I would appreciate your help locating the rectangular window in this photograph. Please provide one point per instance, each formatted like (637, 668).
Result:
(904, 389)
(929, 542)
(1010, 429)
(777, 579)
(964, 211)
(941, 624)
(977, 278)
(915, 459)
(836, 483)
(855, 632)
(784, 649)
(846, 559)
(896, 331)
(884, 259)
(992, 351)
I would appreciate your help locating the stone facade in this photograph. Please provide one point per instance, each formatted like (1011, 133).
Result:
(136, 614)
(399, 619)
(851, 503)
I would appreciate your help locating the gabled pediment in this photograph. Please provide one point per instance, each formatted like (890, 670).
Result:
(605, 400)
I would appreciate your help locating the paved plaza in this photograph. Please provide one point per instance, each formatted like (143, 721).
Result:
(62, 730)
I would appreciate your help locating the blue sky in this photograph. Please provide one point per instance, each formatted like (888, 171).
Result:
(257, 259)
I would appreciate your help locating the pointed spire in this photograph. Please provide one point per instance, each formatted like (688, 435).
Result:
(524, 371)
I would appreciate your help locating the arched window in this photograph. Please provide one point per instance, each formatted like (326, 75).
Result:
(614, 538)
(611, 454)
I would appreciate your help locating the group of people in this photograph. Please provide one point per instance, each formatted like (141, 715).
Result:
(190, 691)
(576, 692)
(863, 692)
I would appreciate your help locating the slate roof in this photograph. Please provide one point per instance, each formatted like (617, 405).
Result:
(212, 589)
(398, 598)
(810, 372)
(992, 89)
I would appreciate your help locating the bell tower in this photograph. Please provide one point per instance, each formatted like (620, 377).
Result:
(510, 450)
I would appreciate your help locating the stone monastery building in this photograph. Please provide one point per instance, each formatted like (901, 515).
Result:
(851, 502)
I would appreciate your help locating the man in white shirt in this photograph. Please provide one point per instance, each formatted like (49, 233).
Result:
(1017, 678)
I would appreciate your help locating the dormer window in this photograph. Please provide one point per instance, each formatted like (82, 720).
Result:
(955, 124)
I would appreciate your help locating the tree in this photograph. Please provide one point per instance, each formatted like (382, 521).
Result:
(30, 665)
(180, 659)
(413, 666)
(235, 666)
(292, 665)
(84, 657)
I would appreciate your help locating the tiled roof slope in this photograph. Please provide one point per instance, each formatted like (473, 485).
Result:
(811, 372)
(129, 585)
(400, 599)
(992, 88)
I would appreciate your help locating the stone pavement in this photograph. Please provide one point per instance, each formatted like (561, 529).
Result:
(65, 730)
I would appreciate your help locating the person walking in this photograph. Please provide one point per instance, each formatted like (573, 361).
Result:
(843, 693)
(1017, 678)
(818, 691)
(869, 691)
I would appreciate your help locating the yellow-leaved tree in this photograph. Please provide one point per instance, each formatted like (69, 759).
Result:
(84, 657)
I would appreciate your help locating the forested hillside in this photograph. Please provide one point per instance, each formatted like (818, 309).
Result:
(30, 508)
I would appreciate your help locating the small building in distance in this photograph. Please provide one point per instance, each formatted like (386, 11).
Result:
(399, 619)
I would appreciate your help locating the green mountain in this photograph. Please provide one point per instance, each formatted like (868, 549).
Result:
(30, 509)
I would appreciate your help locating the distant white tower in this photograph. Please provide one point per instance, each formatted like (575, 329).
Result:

--------

**Instructions to follow**
Copy all of the material above, substituting "Answer" for every "Result" and leaving everything else unchanged.

**Response to this exercise**
I would appreciate your help locating the rectangular window in this photograph. Please provide one point per instance, each formatted like (637, 668).
Answer:
(904, 389)
(929, 542)
(1010, 429)
(777, 579)
(964, 211)
(941, 624)
(977, 278)
(915, 459)
(836, 483)
(855, 632)
(784, 649)
(846, 559)
(896, 331)
(884, 259)
(992, 351)
I would appreciate your help locating the stone facade in this photograph. Please provide one point per instance, each formatted like (1011, 133).
Answer:
(136, 614)
(399, 619)
(851, 503)
I would appreciate your help locating the gabled pediment in this photograph. Please provide one point per instance, each formatted like (890, 670).
Answer:
(605, 400)
I would appreciate your help locating the paved plaza in this photograph. Please provide one point per instance, each formatted like (143, 721).
Answer:
(62, 730)
I would appreciate your help locating the blue sky in this photograph. Please provide one point per instance, each formatted like (888, 171).
Answer:
(257, 259)
I would appreciate your help locating the pointed spire in this photograph. Please provide one point per instance, each formatted like (688, 435).
Answer:
(524, 371)
I would appreciate your help locating the arched window in this photograph. Please provide one point per instance, each formatted like (326, 75).
Answer:
(614, 538)
(611, 454)
I would appreciate your help locating the group of people in this photograph. Please provide one point per instance, each formatted like (141, 715).
Answer:
(190, 691)
(576, 692)
(863, 692)
I would appreciate your help locating the slate roof in this photograph. Please provide one point per instance, each formatted like (617, 405).
Answer:
(212, 589)
(398, 598)
(810, 372)
(992, 89)
I would appreciate your help locating the bell tower in this photograph. Please provide one point per instance, each formatted like (620, 377).
Answer:
(510, 450)
I would appreciate your help locating the stone monastery building in this photograph. Please provide one point per instance, each formatted like (901, 515).
Answer:
(851, 502)
I would appreciate your help locating the man in white shirt in this photograph. Please provide one point per instance, each formatted like (49, 233).
Answer:
(1017, 678)
I would appreciate your help locating the dormer window in this photograph. Please provide one point per instance, each formatted like (82, 720).
Answer:
(955, 124)
I would appreciate your help locating the tree in this photograph. Please provide one point per instance, each formatted like (382, 521).
Answer:
(30, 665)
(180, 659)
(413, 666)
(235, 666)
(292, 665)
(84, 657)
I would appreciate your help locating the tiled roof slope in this photograph. Please provide one point per instance, each formatted like (473, 485).
Answer:
(811, 372)
(129, 585)
(400, 599)
(992, 88)
I would appreciate your help locating the stone pavement in this photograph. Please provide one point per instance, each formatted like (561, 529).
Answer:
(65, 730)
I would appreciate your help locating the person walking in this photograph. Please provide one point per instance, each formatted like (573, 361).
Answer:
(843, 693)
(1017, 678)
(818, 691)
(869, 691)
I would appreciate your help locating the yellow-leaved tree in this photograph. Please provide one point per instance, each formatted like (69, 759).
Answer:
(84, 657)
I would appreciate your help locating the forested hillside in this photograph. Please provide one point per instance, each formatted like (818, 309).
Answer:
(30, 508)
I would appreciate your help locating the small building in distance in this photograph. Please provide one point per instance, each formatted like (386, 11).
Answer:
(399, 619)
I would appreciate your help locating the green mountain in this photograph. Please provide one point per instance, each formatted like (868, 549).
Answer:
(30, 509)
I would appreciate your help locating the distant white tower in this photograph. Please provide one point per instance, each formatted like (575, 329).
Answer:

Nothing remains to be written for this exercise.